_Objective_. Reproduce the lines that open with the one containing "the gauge dial." and close at the end of the records, substituting "image" for every occurrence of "photograph" and leaving all else unchanged. Omit the pictures from your answer.

[Point annotation dataset records]
-------

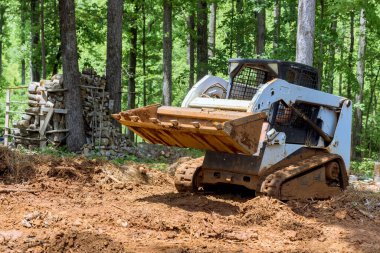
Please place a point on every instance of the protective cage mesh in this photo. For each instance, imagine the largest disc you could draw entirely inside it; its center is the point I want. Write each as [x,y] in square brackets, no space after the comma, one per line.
[246,82]
[296,129]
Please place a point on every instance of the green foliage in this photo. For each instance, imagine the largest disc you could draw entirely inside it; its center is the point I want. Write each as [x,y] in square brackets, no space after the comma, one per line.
[363,168]
[235,31]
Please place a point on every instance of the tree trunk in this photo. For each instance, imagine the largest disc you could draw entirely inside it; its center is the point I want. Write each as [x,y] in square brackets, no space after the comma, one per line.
[260,37]
[23,27]
[350,55]
[114,55]
[191,48]
[305,32]
[167,57]
[132,65]
[71,76]
[212,30]
[341,72]
[144,54]
[331,70]
[232,28]
[358,115]
[35,61]
[43,50]
[320,59]
[202,52]
[277,24]
[372,94]
[2,21]
[239,29]
[57,60]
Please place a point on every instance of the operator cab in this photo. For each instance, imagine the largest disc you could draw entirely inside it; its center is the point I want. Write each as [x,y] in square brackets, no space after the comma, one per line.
[246,75]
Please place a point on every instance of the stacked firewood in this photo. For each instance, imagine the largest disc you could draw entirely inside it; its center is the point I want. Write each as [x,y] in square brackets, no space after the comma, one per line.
[102,137]
[44,121]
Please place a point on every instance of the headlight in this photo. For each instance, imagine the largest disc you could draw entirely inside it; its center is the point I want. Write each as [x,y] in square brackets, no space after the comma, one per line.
[215,91]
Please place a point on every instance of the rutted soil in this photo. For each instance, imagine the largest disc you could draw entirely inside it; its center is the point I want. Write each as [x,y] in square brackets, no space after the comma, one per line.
[77,205]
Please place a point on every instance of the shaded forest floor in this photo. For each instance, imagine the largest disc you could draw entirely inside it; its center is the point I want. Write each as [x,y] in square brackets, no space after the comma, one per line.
[50,204]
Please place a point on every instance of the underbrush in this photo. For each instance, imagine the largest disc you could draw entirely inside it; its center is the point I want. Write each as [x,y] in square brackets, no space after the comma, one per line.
[160,160]
[363,168]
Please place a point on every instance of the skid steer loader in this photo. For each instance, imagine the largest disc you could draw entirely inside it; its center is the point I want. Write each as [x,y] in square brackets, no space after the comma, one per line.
[268,128]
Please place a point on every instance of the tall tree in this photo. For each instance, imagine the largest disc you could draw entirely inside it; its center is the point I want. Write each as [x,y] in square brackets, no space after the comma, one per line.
[35,61]
[23,12]
[358,115]
[191,47]
[2,22]
[132,63]
[331,62]
[260,36]
[143,42]
[305,32]
[320,58]
[167,53]
[43,49]
[239,32]
[277,24]
[212,29]
[71,76]
[114,54]
[350,55]
[202,52]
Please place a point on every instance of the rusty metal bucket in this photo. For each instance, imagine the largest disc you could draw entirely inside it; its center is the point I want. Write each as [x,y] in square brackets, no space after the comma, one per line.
[208,129]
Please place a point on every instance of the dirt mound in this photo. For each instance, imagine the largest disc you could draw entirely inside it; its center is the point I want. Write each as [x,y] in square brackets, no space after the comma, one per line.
[15,167]
[265,211]
[351,205]
[74,241]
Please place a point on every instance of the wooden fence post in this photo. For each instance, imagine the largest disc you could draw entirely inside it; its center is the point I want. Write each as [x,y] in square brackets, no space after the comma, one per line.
[7,109]
[377,172]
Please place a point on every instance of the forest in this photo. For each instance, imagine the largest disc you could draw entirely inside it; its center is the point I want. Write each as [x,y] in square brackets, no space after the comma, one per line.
[155,50]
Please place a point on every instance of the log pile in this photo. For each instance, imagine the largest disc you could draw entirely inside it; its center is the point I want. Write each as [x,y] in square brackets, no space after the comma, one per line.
[102,137]
[44,121]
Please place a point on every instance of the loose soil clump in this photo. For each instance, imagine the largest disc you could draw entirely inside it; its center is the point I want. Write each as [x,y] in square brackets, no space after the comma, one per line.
[81,205]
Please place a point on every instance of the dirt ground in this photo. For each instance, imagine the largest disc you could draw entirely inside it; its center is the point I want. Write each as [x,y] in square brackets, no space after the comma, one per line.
[77,205]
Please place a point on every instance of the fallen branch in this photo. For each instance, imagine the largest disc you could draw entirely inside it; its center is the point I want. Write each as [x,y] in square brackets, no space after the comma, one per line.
[119,208]
[17,190]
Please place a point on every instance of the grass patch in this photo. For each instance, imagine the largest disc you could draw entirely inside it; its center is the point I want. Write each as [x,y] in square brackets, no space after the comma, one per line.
[363,168]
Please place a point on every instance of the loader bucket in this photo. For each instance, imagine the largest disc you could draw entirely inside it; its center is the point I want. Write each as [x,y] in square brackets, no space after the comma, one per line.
[208,129]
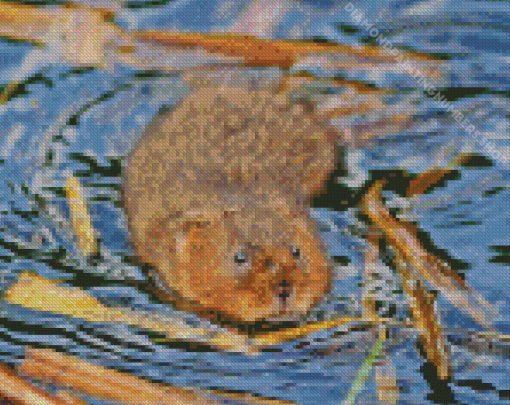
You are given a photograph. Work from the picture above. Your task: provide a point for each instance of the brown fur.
(231, 170)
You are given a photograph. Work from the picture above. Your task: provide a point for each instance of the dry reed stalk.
(80, 218)
(19, 392)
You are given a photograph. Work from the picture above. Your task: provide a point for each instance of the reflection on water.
(47, 135)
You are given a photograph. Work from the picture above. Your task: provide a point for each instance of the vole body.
(217, 195)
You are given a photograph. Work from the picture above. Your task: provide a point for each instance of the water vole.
(217, 195)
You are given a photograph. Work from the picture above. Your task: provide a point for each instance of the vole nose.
(284, 290)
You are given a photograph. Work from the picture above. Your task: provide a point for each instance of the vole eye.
(296, 253)
(241, 258)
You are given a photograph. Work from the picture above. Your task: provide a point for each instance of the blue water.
(468, 217)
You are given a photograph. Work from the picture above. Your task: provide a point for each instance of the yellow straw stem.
(80, 218)
(19, 392)
(37, 293)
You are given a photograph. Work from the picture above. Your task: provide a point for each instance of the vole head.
(247, 266)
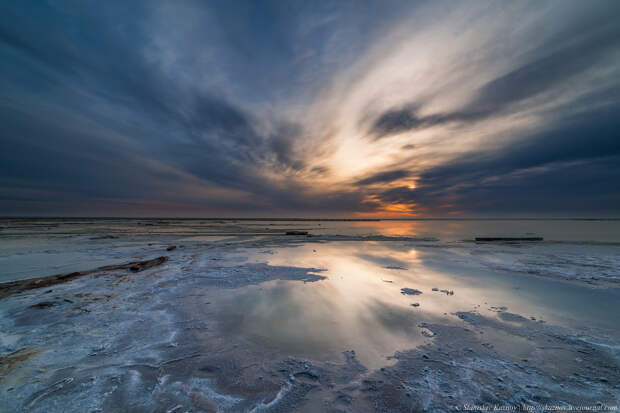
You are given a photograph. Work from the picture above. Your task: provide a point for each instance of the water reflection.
(360, 305)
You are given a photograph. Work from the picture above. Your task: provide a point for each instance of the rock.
(143, 265)
(44, 304)
(410, 291)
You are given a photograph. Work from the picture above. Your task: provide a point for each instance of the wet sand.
(259, 321)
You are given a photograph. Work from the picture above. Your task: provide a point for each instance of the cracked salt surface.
(272, 324)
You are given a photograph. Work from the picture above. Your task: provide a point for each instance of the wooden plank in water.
(490, 239)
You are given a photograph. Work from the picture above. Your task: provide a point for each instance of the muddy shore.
(117, 339)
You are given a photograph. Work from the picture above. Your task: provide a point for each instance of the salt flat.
(240, 317)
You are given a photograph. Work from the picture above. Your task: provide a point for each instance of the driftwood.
(13, 287)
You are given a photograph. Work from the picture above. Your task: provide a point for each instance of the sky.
(354, 109)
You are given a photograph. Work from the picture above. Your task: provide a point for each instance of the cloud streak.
(327, 109)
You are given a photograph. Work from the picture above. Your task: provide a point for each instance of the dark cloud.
(382, 177)
(573, 167)
(551, 65)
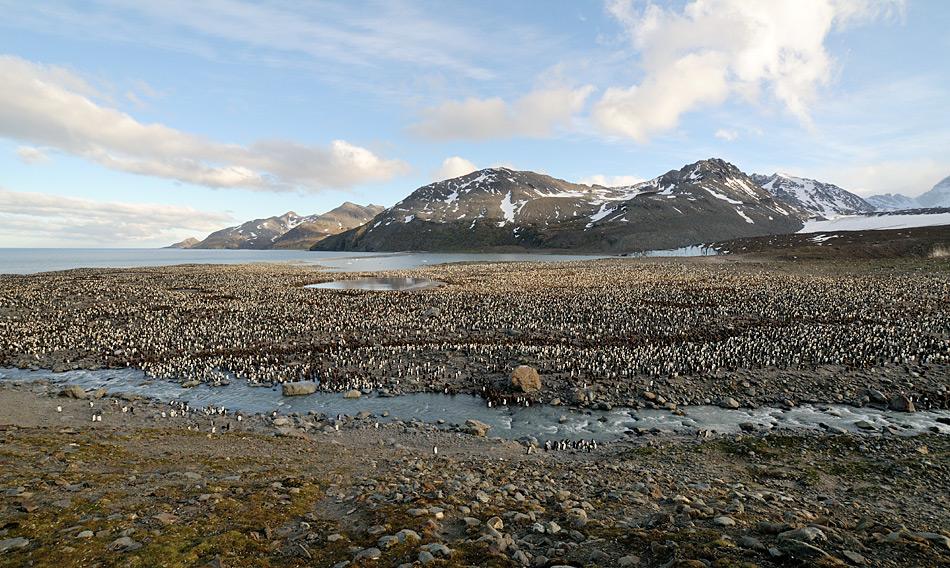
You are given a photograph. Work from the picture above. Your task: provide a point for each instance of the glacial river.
(541, 422)
(29, 261)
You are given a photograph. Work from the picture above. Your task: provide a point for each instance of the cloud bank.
(715, 50)
(537, 114)
(59, 220)
(52, 107)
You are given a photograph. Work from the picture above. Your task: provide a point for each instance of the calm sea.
(28, 261)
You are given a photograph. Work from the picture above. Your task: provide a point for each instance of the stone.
(901, 403)
(125, 544)
(368, 554)
(165, 518)
(854, 557)
(13, 544)
(408, 536)
(298, 389)
(526, 379)
(801, 550)
(935, 538)
(724, 521)
(804, 534)
(730, 403)
(73, 391)
(751, 543)
(476, 427)
(877, 396)
(438, 550)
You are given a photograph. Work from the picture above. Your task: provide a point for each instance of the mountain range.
(288, 231)
(505, 209)
(500, 208)
(938, 196)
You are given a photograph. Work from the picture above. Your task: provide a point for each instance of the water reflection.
(378, 284)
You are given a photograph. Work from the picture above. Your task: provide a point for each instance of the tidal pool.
(378, 284)
(541, 422)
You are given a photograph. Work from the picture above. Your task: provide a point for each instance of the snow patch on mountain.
(876, 222)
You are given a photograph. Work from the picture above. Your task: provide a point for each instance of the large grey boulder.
(299, 388)
(476, 427)
(526, 379)
(73, 391)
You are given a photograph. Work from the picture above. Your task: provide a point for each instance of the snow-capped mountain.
(821, 199)
(938, 196)
(891, 202)
(500, 208)
(255, 234)
(190, 242)
(289, 230)
(318, 227)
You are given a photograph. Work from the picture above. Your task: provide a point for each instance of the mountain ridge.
(500, 208)
(288, 231)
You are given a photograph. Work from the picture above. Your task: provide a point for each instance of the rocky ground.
(655, 333)
(89, 480)
(136, 489)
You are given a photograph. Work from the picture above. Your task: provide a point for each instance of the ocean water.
(29, 261)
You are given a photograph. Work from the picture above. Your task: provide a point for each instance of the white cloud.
(909, 177)
(453, 167)
(713, 50)
(726, 134)
(52, 107)
(535, 115)
(611, 181)
(379, 38)
(30, 219)
(31, 155)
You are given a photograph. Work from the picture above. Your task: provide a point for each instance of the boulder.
(526, 379)
(901, 403)
(299, 388)
(729, 403)
(476, 427)
(73, 391)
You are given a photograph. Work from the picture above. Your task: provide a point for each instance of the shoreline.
(77, 489)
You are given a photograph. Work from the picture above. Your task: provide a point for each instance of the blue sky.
(129, 124)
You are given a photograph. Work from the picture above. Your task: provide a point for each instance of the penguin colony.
(603, 322)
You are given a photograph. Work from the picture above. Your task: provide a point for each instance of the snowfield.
(876, 222)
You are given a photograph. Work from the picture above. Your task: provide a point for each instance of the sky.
(136, 124)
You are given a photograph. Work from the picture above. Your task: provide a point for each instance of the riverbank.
(135, 489)
(639, 333)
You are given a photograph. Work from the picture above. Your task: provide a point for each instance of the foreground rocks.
(298, 389)
(610, 332)
(134, 490)
(526, 379)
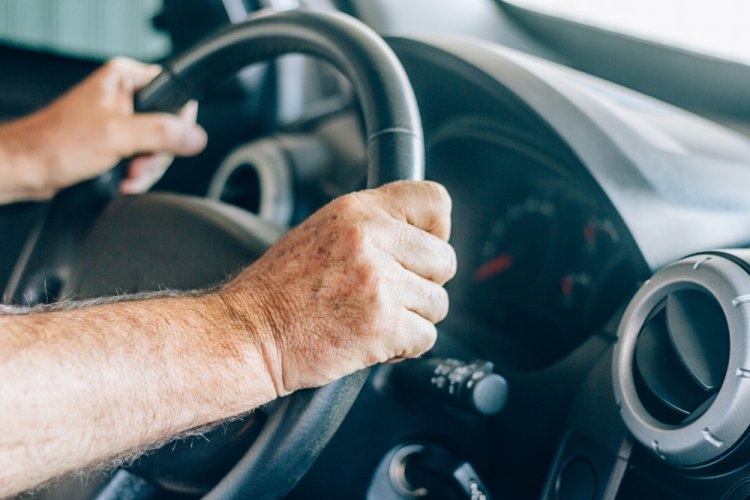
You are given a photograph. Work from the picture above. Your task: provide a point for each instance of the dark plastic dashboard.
(569, 193)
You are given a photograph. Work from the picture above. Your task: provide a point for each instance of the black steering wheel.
(152, 241)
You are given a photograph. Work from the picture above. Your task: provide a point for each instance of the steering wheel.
(147, 242)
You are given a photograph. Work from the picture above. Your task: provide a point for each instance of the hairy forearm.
(24, 161)
(82, 386)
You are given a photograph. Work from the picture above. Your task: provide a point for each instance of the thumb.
(158, 133)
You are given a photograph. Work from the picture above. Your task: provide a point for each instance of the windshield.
(718, 28)
(85, 28)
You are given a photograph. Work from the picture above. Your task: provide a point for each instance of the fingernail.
(195, 139)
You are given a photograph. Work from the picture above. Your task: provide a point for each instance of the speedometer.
(544, 262)
(516, 251)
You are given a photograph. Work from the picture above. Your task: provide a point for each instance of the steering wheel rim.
(304, 422)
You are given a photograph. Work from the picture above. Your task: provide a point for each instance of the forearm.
(88, 385)
(24, 162)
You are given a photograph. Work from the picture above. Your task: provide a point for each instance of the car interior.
(598, 341)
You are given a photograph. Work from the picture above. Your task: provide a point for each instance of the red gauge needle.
(499, 264)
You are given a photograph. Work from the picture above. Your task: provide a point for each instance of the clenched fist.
(359, 283)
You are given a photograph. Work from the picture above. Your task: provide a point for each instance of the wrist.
(26, 160)
(241, 316)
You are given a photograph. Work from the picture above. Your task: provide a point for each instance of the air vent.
(681, 357)
(681, 366)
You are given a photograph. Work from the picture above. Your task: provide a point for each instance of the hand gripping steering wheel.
(160, 235)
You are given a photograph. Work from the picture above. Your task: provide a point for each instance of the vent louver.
(681, 357)
(681, 366)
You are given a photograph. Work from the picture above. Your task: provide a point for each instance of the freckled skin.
(358, 283)
(88, 130)
(340, 288)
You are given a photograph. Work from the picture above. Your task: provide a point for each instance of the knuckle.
(442, 304)
(426, 340)
(355, 236)
(439, 195)
(451, 262)
(349, 203)
(116, 64)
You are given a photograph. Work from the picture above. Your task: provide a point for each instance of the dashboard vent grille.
(681, 357)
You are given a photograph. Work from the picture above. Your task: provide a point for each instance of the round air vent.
(681, 356)
(682, 361)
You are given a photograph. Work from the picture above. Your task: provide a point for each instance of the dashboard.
(569, 193)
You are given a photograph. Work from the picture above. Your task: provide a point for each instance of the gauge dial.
(514, 255)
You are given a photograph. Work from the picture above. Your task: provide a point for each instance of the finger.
(189, 112)
(423, 253)
(134, 72)
(417, 336)
(157, 133)
(424, 204)
(423, 297)
(144, 172)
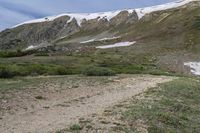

-------

_Final result_.
You are given a image. Work from the picture above. Your task: provide a point for each instance of the gauge dial.
(514, 255)
You are given a image. Work from the picture above. Your task: provide a point for each instance of the finger.
(189, 112)
(423, 253)
(134, 72)
(417, 336)
(157, 133)
(424, 204)
(423, 297)
(144, 172)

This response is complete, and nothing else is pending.